▶ [Testo selezionato]:
Le parole che utilizziamo durante un dialogo possono esporre i presenti ad un maggiore rischio di trasmissione del Covid-19?
Questo è il quesito che si sono posti i ricercatori della University of Nicosia (Cipro). Il team diretto dal prof. Georgios P. Georgiou ha condiviso i risultati in uno studio pubblicato alcuni giorni fa sulla rivista scientifica “Irish Journal of Medical Science”. Gli studiosi si sono domandati se le caratteristiche fonologiche tipiche di alcune lingue possano essere più pericolose ai fini della trasmissibilità del Covid-19.
Particolare attenzione è stata rivolta alla frequenza di utilizzo delle lettere aspirate e alle consonanti dentali, labiali e labiodentali. Sono state analizzate diverse lingue e dialetti ed il loro utilizzo delle suddette consonanti.
Il protocollo di ricerca ha previsto l’inclusione delle popolazioni maggiormente colpite dal Covid-19 e dotate di un repertorio linguistico che include un ampio utilizzo quotidiano della comunicazione verbale rispetto a quella non verbale.

▶ [Lavoro richiesto]: Prosegui l'articolo sullo studio che mette in relazione la fonologia delle lingue con la trasmissione del Covid-19, partendo dopo l'ultima frase riportata.

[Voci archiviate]
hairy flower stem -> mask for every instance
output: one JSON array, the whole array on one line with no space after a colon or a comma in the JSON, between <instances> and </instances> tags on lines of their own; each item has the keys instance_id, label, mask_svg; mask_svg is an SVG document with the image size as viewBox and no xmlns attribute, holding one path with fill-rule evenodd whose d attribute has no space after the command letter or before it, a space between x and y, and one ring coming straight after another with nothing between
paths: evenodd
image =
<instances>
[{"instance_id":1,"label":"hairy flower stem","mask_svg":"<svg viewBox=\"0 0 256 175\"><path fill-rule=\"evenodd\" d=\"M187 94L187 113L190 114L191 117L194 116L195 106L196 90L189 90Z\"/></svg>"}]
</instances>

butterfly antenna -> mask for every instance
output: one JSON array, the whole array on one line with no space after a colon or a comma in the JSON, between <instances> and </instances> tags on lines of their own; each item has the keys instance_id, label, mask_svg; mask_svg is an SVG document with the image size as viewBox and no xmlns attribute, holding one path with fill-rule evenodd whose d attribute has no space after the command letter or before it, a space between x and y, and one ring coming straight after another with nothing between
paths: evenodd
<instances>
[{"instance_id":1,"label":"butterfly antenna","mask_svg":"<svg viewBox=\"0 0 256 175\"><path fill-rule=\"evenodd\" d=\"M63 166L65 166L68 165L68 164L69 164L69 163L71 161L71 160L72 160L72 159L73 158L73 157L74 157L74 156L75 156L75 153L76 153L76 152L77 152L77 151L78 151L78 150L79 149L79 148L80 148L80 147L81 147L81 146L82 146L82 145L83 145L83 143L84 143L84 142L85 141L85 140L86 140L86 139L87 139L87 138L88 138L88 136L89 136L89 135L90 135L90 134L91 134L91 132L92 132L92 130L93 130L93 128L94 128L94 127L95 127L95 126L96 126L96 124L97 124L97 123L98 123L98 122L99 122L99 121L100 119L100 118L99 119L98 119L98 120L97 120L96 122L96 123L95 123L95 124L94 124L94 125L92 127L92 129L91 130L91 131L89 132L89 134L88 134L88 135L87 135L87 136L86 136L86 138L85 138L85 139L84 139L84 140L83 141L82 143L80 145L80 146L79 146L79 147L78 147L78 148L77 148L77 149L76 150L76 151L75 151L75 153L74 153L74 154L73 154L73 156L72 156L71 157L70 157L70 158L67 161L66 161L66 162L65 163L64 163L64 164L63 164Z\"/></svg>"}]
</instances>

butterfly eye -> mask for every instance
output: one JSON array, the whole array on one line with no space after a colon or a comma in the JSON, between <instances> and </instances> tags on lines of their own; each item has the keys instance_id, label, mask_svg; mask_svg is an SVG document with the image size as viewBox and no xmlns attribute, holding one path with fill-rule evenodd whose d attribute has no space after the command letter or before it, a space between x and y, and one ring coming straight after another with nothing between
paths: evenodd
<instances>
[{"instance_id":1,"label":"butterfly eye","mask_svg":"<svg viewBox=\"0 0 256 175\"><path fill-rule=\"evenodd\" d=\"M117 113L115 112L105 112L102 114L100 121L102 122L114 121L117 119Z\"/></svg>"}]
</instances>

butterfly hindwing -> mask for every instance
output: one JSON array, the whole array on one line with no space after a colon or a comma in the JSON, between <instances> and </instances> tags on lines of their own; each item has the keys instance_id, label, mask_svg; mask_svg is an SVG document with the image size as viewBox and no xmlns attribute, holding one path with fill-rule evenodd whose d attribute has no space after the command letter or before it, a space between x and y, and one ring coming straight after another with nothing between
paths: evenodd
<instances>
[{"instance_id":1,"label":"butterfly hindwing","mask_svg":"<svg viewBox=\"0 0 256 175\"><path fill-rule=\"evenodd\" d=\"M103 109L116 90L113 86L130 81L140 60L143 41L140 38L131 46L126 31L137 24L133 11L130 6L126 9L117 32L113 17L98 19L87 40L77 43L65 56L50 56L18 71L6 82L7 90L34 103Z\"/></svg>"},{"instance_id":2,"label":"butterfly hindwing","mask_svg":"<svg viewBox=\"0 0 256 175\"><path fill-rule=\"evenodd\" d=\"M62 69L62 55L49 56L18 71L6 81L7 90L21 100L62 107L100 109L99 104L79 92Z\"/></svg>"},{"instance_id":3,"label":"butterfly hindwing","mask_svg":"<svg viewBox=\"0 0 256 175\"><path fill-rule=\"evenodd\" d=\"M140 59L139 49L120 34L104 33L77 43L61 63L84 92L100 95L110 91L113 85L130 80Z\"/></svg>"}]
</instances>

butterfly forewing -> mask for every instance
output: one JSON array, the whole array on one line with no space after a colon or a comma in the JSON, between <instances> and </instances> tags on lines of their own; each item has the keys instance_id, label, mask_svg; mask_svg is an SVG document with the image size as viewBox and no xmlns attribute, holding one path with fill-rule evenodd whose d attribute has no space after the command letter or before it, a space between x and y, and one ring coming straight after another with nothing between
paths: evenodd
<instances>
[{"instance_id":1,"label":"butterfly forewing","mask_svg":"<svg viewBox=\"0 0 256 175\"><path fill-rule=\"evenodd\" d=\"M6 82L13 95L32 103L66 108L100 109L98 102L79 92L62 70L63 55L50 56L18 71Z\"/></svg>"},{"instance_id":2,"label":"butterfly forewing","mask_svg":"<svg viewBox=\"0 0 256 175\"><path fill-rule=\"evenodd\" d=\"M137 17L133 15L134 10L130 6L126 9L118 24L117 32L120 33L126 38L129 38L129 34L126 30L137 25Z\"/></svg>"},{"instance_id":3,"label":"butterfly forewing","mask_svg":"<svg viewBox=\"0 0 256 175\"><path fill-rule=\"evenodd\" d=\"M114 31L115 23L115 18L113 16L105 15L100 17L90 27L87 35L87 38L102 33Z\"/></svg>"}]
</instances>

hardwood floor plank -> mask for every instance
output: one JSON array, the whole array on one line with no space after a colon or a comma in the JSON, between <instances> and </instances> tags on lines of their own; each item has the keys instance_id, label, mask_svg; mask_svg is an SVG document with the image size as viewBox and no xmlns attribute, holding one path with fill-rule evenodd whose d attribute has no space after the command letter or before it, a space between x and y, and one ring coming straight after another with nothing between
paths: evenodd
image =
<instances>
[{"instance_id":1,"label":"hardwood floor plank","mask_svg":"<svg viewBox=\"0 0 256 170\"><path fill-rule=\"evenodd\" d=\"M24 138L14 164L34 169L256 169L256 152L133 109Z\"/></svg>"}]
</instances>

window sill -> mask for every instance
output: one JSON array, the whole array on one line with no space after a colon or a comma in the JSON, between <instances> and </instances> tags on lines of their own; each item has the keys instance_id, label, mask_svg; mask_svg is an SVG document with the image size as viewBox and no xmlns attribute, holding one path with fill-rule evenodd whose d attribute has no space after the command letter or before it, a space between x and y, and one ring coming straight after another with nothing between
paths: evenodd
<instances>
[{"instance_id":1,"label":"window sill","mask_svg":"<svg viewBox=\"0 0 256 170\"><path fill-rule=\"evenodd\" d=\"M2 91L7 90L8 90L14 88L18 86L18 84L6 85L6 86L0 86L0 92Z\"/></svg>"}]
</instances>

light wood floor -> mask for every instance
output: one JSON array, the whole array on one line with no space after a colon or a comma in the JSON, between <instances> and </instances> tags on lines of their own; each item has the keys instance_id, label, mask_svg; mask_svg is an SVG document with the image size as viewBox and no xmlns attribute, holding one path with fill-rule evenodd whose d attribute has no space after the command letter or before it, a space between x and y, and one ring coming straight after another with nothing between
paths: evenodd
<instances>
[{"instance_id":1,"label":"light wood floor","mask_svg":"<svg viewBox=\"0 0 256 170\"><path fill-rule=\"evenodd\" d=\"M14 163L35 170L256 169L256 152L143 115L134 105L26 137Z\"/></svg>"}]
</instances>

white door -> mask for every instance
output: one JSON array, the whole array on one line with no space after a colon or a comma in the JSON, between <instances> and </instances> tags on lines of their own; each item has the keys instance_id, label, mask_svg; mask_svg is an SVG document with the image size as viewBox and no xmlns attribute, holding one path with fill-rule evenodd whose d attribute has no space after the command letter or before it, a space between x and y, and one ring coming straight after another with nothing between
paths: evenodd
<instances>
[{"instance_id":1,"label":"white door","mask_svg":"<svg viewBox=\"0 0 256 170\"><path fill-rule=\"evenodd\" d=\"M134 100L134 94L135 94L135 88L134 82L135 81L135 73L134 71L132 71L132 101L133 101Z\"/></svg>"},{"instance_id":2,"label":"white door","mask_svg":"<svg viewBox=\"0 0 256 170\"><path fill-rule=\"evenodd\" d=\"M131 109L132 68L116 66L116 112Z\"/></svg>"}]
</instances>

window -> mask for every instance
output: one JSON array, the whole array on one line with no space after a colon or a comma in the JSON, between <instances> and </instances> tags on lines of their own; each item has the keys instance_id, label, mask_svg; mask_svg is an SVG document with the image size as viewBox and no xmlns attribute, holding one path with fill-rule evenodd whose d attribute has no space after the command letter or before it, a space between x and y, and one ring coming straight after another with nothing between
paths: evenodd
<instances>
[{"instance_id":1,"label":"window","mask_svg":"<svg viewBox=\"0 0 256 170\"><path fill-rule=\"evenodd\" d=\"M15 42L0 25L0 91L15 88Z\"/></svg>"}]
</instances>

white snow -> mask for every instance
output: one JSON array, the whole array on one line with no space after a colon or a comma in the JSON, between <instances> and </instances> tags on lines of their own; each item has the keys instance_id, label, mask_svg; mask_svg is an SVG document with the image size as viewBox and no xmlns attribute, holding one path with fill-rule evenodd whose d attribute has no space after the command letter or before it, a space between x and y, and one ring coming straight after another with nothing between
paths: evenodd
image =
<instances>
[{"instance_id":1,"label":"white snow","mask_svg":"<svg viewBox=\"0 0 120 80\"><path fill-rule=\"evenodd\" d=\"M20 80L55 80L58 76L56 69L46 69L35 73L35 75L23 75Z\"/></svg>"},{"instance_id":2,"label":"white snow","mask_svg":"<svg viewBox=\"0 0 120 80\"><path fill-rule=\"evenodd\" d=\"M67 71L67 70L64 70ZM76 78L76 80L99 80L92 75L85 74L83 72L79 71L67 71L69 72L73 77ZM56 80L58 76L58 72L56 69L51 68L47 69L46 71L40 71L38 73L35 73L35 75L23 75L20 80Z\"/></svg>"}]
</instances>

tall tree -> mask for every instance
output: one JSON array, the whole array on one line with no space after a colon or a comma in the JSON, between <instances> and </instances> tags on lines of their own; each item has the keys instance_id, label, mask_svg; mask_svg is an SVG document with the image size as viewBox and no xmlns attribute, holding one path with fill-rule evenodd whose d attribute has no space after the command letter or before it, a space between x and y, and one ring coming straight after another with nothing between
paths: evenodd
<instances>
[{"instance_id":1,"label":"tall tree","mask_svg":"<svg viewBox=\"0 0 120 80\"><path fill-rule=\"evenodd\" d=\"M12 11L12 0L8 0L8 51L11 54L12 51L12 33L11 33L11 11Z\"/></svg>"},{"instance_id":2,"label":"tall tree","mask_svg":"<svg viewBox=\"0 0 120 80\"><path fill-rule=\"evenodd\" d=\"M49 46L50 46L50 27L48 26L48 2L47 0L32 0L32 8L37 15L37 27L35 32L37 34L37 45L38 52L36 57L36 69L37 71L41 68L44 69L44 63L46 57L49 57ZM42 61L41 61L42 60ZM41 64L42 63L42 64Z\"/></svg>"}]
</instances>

▶ [Risultato esercizio]:
Sono state confrontate le popolazioni che utilizzano lettere aspirate nel loro vocabolario rispetto a quelle che non le utilizzano. Il team si è concentrato sulle lingue che adottano maggiormente le consonanti occlusive, analizzando i rispettivi dati di diffusioni del virus.
I risultati della ricerca hanno evidenziato come non vi sia una significativa correlazione tra incremento del rischio di contagio da Covid-19 ed utilizzo delle lettere aspirate.
È invece emersa una significativa correlazione nell’incremento dell’incidenza e della trasmissibilità utilizzando maggiormente la consonante “P” durante le conversazioni. Tale lettera è risultata in grado di generare un maggior quantitativo di droplets e di diffonderli ad una distanza maggiore rispetto alle altre lettere dell’alfabeto.